> Document section:
The Armenian connection

Las Vegas Sun
January 31, 2005

The Armenian connection

Sisters, safely back in Las Vegas, work on permanent status
By Timothy Pratt
<[email protected]>
LAS VEGAS SUN

Mariam Sarkisian, the younger of the two Armenian sisters who were released
from federal custody Friday after two weeks in a Los Angeles holding cell,
was expected to resume her life as a junior at Palo Verde High School today.

Meanwhile, Jeremiah Wolf Stuchiner, one of the lawyers who defended the
Sarkisians, said he would be applying for a permit Tuesday at the Bureau of
Citizenship and Immigration Services that the sisters need to legally return
to work at Tropicana Pizza, the family business their father, Rouben, runs
in Henderson.

Mariam’s first chore today will be studying for final exams she missed while
she and her sister Emma were being held in the headline-grabbing case that
nearly saw them put on a plane to Armenia, their birthplace.

The girls were detained Jan. 14 when immigration authorities acted on a
deportation order dating to 1993.

“I’ve never wanted to go to school so bad,” 17-year-old Mariam said Friday
afternoon amid the hubbub at the pizzeria surrounding their return.

“But it’s going to be hard catching up,” she added.

Mariam’s courses include an elective course in fashion design, which is what
she wants to study at a technical school when she obtains her high school
diploma in 2006. The teenager hopes to become a designer when she is older,
because it is a career where “you can be yourself and do what you want to do
with no limits,” she said.

Emma, 18, said her first order of business on settling back into her life in
Las Vegas was to get permission to work at the pizzeria and then to obtain a
driver’s license.

Work permits are available to both girls as a condition of the so-called
deferred action that immigration authorities took to release the sisters,
Stuchiner said.

That action means the girls still have no legal status in the United States,
but they can remain in the country and are able to work. The work permit
then serves as a means of identification, Stuchiner said, that the girls can
use for such purposes as obtaining a driver’s license.

In the future, Emma wants to go to college, perhaps out of state, she said,
“to have some freedom.”

> Directives:
1 > Using the article on the Sarkisian sisters, answer these:
(a) On what date were the sisters detained?
(b) What elective course is Mariam taking?
(c) How old is Emma?
2 > Turn the paragraph of the article on the Sarkisian sisters that begins "That action means the girls" into a short bulleted list that keeps its main facts.
3 > Pick up the article on the Sarkisian sisters right after its final sentence and write what comes next.

> Records supplied:
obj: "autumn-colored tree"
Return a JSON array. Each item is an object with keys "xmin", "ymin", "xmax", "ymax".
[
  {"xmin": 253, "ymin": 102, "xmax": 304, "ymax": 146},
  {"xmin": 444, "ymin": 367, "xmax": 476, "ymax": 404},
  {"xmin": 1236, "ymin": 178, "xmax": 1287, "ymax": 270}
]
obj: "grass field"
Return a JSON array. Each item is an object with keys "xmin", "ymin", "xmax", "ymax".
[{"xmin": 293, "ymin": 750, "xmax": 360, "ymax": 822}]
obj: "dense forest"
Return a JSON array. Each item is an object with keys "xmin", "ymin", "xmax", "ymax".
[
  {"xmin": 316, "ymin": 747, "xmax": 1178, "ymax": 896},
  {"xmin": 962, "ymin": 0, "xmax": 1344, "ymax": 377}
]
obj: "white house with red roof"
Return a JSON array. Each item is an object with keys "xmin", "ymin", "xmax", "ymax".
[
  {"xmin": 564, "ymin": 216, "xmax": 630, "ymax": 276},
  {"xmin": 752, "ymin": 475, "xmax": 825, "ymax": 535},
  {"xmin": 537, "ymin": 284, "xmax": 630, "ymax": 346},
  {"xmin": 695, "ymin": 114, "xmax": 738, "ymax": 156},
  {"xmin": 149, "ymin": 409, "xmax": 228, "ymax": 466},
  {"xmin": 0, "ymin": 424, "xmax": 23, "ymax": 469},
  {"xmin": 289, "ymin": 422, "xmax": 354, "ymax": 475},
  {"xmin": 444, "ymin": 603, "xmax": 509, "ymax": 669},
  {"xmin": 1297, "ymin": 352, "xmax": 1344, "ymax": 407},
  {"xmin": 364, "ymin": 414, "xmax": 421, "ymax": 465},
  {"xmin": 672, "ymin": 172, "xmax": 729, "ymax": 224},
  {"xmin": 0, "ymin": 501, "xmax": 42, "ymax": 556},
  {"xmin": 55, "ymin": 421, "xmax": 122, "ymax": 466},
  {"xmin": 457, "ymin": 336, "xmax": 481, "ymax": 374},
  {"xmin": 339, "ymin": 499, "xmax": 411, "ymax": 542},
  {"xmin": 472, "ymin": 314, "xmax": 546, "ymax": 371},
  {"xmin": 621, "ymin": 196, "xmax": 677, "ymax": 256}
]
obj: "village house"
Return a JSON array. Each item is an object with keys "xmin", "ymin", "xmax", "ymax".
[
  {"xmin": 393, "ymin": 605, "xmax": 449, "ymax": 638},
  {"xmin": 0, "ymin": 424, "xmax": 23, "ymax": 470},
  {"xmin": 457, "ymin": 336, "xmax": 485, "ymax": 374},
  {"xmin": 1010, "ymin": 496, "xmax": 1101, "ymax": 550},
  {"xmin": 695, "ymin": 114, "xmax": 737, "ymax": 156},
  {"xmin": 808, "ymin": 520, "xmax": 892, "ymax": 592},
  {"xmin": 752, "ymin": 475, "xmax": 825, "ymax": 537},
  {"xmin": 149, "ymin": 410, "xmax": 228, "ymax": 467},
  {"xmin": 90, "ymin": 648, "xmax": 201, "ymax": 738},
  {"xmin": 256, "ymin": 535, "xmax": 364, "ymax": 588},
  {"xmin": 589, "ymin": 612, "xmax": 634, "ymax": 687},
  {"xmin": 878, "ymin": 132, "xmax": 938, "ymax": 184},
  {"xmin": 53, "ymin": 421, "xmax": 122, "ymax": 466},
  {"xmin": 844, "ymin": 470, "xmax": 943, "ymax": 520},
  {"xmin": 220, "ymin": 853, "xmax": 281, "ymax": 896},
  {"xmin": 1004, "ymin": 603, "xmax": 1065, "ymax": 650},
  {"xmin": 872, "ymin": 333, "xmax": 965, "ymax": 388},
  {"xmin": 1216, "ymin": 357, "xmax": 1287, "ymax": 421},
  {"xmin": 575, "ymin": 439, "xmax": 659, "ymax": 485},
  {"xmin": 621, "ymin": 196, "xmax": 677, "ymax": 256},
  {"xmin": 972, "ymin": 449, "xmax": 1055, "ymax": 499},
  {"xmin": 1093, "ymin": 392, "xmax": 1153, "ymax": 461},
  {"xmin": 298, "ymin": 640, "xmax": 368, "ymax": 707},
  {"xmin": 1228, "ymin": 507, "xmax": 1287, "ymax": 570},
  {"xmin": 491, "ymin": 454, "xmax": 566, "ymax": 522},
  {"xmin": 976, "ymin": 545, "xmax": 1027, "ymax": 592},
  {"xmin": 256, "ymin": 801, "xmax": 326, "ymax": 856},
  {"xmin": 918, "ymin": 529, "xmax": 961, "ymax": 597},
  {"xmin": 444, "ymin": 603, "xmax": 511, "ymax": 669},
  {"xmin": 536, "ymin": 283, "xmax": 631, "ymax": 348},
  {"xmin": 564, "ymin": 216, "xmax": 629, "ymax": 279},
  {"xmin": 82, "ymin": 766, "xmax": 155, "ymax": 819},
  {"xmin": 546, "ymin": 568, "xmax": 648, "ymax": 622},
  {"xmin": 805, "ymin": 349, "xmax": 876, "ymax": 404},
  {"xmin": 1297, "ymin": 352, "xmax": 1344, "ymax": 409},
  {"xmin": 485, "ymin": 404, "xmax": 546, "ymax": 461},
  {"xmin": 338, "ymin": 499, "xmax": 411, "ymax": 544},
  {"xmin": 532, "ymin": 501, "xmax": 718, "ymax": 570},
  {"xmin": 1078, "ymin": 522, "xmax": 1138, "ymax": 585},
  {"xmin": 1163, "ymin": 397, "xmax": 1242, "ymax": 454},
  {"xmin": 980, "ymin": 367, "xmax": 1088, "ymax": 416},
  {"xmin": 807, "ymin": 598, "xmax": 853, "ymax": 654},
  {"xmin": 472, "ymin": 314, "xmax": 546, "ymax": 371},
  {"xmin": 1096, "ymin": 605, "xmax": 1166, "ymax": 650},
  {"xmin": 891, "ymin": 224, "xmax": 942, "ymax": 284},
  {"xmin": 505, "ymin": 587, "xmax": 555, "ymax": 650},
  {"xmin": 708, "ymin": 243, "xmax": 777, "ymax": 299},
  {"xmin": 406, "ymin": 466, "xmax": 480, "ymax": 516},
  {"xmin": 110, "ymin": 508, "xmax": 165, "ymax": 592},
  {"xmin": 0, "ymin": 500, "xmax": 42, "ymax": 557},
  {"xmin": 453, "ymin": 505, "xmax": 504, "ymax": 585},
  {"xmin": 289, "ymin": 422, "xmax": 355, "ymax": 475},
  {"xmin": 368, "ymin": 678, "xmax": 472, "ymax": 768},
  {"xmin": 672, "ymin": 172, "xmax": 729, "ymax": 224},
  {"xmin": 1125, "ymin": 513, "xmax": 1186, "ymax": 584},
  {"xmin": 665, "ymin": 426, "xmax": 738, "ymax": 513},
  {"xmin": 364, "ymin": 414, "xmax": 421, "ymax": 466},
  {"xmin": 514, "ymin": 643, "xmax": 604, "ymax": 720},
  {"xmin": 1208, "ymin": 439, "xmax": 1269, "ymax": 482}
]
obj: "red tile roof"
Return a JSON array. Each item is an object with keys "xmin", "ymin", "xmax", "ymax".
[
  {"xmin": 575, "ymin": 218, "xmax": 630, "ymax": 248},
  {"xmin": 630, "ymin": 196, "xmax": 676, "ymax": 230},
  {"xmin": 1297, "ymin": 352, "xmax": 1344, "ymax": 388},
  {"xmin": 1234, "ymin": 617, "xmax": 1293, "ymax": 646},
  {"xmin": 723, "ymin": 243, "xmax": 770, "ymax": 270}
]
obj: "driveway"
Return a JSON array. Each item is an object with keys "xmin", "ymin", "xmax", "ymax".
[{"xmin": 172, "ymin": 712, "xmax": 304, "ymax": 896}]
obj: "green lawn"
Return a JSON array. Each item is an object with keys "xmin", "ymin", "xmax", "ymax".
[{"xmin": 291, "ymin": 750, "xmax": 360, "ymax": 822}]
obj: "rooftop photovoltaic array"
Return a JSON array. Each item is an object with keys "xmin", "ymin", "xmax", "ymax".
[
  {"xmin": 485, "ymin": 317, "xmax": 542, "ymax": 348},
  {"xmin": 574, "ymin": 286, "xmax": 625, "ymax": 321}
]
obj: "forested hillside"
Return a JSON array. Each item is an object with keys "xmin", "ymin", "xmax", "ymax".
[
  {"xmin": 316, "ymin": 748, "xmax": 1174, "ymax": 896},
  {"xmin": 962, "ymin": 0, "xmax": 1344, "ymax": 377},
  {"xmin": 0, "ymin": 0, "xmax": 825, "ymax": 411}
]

> Answers by task:
1 >
(a) Jan. 14
(b) Fashion design
(c) 18

2 >
- The girls still have no legal status in the United States.
- They can remain in the country and are able to work.
- According to Stuchiner, the work permit also serves as identification, for purposes such as getting a driver's license.

3 >
She said she is “going to take college more seriously than high school.”
Emma graduated from Palo Verde in June and didn’t study very hard, she said.

As for her future, she said she “always wanted to be a singer” when she was
younger, but her experience being detained and threatened with deportation
has made her think of other options.

Now, she said, she is “thinking of being a judge or a lawyer so this doesn’t
happen to anyone else.”

Alternatively, she said, she would like to work in the entertainment
industry.

Both girls said they look forward to becoming citizens, in order to resolve
the problem that led to their detention and separation from their family.

That problem became apparent when Rouben Sarkisian took the girls to local
immigration officials seeking paperwork he thought they should be able to
obtain after years of attempts to gain legal status for them. But he found
instead that a series of events — including him marrying a U.S citizen and
becoming a legal resident, the step below citizenship — had not changed
their status.

The sisters still had a deportation order hanging over their heads.

Stuchiner said “the most logical avenue” for the teens to become citizens,
is for their father to become a citizen and then petition for his daughters.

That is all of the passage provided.